◆ TO DO:
1. In the chapter summary, how did Lyman pay for his share of the red convertible?
2. Copy from the chapter summary everything from "Lyman devises a" down to "still very damaged.".

◆ SELECTED EXTRACT:
Love Medicine

Love Medicine Summary and Analysis of Chapter 10: The Red Convertible


This chapter takes place in 1974 and is narrated in the first person by Lyman Lamartine, Lulu's son with Nector. As the story opens, Lyman declares that he and his brother Henry Junior once owned a red convertible together, but that now Henry owns it in full after buying out Lyman's share during an incident when Henry's boots filled with water.

Lyman and Henry Junior bought a red convertible together when they were teenagers. Lyman has always been good at making money, and bought a portion of the car with the insurance money he made after the restaurant he owned at age sixteen, the Joliet, was destroyed in a hurricane. He and Henry saw the car in Winnipeg and bought it together that summer. They drove all around the country.

In Montana, they met a girl named Susy who asked them to drive her home to Alaska. They drove her home and lived there for the warmer months. Lyman recalls loving the Alaskan summer: endless days full of energy. When the cold weather came they drove back home, and right after they arrived Henry was called up for duty in the army. He became a Marine and went to Vietnam in 1970. He sent his family only two letters before he was captured by the enemy. 

The Henry who returns home from the war is, as Lyman recalls, much changed. "Henry was jumpy and mean," he says. Before, the brothers were best friends and loved to joke around together. Now, Lyman and his mother Lulu consider sending Henry to an institution: he is set off by everything around him, including the family's new color television, which causes him to violently bite his lip.

Lyman devises a solution that will keep Henry out of hospitals. He purposefully breaks part of their convertible so Henry will have a project to address. Henry becomes talkative again as he sets out to repair the car. He works all day and night, but this endeavor helps him to heal - though he is still very damaged.

◆ INFORMATION PROVIDED:
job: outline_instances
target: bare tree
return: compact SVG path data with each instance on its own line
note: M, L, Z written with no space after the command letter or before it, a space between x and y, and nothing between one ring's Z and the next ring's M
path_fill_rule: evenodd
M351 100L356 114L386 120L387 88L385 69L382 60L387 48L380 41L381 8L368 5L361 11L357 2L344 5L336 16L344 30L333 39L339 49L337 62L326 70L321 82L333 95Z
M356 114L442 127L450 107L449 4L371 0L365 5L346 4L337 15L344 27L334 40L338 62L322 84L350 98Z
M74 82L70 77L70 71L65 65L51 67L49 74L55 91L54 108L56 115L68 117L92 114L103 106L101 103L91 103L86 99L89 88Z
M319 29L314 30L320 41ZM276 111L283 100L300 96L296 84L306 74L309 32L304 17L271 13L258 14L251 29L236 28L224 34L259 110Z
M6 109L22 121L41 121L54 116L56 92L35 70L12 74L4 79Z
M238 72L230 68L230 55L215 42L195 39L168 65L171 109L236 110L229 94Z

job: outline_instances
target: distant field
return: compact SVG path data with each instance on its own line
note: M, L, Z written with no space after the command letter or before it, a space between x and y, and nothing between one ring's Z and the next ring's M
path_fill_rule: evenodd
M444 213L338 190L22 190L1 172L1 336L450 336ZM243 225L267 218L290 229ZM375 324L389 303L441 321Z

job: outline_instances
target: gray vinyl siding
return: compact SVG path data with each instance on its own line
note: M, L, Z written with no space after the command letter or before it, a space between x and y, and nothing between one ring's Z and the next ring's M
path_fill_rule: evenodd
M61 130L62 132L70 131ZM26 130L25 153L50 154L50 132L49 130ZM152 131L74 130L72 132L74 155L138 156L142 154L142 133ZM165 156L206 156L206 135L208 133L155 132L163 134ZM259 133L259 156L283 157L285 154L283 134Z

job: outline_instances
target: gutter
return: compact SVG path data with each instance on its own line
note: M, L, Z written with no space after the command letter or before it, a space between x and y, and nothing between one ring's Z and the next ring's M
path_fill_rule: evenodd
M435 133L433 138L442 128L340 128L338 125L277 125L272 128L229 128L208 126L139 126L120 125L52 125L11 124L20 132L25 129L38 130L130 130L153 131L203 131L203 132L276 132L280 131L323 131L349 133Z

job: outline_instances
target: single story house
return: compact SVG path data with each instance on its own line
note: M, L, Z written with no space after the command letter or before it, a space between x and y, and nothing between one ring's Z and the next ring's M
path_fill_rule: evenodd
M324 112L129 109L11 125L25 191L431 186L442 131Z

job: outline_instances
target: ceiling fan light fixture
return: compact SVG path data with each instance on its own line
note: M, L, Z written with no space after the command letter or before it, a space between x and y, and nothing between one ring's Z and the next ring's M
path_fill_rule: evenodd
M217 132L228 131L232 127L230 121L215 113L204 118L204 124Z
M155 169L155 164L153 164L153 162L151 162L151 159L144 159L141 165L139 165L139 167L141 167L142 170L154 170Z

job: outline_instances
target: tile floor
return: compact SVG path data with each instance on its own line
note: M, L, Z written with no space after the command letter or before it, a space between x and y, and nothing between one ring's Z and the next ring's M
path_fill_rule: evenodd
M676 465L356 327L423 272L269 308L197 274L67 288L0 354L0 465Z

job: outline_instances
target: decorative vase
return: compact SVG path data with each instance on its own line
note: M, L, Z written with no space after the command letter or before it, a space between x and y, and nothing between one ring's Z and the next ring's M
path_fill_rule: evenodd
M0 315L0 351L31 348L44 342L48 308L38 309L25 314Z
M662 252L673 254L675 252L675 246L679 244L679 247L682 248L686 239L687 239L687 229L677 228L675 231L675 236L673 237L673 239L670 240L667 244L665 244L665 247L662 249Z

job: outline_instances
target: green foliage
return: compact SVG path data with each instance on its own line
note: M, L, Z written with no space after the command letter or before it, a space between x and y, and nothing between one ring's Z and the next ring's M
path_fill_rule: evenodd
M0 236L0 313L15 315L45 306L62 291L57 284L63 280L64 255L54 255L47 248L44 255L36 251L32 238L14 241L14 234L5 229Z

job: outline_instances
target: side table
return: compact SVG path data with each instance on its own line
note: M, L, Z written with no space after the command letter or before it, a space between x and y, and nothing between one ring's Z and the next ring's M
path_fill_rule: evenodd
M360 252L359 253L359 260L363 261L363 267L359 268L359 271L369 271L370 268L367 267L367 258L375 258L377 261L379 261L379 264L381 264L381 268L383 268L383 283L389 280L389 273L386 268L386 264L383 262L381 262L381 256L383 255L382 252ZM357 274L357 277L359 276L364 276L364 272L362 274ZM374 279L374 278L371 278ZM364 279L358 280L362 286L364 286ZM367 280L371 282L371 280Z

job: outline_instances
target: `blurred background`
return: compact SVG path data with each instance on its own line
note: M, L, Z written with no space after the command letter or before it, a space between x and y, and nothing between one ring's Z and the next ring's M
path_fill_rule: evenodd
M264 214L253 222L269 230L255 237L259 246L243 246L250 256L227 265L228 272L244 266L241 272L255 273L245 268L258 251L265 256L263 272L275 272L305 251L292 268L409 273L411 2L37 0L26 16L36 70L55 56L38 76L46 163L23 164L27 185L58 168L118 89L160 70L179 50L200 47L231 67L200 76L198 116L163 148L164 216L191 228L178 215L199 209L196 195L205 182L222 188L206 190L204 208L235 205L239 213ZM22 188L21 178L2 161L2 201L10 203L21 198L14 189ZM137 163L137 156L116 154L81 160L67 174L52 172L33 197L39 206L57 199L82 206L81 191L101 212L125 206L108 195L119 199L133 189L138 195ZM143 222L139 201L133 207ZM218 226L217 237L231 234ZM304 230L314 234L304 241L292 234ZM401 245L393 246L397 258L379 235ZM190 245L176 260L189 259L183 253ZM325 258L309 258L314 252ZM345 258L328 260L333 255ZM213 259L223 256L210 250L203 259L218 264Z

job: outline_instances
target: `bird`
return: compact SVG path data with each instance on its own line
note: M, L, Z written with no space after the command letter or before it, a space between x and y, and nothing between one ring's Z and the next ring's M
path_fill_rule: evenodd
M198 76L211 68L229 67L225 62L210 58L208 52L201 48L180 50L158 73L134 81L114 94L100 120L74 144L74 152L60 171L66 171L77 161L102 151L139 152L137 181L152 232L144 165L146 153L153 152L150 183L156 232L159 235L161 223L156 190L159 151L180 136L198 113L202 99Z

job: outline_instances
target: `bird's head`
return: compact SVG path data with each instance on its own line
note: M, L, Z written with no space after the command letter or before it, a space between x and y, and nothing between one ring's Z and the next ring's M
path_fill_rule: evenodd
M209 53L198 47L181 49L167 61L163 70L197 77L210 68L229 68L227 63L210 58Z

◆ LIST OF SOLUTIONS:
1. With insurance money from his restaurant, the Joliet, after a hurricane destroyed it.

2.
Lyman devises a solution that will keep Henry out of hospitals. He purposefully breaks part of their convertible so Henry will have a project to address. Henry becomes talkative again as he sets out to repair the car. He works all day and night, but this endeavor helps him to heal - though he is still very damaged.